- [Records for the task]

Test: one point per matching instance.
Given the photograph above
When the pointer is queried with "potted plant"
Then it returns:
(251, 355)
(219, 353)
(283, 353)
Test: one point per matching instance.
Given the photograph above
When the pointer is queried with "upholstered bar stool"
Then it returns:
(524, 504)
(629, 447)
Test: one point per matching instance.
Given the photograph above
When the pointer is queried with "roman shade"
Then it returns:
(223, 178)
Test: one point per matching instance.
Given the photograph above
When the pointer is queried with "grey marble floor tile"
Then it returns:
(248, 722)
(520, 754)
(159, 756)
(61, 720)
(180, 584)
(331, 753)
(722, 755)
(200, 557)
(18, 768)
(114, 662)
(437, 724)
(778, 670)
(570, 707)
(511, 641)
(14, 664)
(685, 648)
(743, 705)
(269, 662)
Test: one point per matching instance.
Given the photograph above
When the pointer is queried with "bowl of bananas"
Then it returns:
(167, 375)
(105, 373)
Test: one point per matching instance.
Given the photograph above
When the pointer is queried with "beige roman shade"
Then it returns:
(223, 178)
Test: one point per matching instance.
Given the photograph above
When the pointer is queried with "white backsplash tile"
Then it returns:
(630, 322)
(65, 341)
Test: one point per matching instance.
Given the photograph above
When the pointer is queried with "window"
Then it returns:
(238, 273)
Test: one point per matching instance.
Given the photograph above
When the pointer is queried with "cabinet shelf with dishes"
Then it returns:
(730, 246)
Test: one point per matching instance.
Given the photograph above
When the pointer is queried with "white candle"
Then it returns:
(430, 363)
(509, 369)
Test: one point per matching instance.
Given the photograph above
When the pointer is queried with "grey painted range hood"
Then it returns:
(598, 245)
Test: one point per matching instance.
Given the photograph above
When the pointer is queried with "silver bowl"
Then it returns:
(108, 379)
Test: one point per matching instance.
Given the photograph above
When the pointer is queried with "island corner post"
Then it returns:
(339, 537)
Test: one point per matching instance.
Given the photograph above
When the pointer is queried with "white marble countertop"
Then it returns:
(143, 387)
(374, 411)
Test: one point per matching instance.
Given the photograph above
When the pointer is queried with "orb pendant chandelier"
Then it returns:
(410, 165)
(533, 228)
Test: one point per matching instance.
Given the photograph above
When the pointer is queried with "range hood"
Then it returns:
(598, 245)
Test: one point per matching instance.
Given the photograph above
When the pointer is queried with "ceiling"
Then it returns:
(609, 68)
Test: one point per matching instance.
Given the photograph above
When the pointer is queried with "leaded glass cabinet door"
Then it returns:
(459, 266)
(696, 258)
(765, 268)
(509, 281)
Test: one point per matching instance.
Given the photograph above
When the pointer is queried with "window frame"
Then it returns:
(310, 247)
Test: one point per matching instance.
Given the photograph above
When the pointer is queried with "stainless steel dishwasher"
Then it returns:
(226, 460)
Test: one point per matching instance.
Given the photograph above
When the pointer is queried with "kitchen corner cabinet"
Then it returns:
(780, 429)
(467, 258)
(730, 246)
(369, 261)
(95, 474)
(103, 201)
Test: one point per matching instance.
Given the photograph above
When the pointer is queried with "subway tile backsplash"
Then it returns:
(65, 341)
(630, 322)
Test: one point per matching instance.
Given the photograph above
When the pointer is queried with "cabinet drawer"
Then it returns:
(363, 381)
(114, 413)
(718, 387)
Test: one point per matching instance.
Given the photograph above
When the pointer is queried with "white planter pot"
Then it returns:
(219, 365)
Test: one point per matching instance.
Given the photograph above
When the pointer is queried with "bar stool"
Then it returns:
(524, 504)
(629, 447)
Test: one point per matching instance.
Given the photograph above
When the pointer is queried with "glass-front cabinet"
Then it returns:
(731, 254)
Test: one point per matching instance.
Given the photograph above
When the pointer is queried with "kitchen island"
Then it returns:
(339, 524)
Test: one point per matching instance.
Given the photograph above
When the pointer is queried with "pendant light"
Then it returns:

- [What this task involves]
Wherever the string "cabinet" appears in the listing above, show the whole line.

- [Result of this exercise]
When the pointer is queried with "cabinet shelf with dishes"
When the pointer is queried with "leaded glass cabinet door"
When the pointer is queried with "kitchen corner cabinet"
When the pointer is queried with "cabinet drawer"
When the pointer is queried with "glass-front cabinet"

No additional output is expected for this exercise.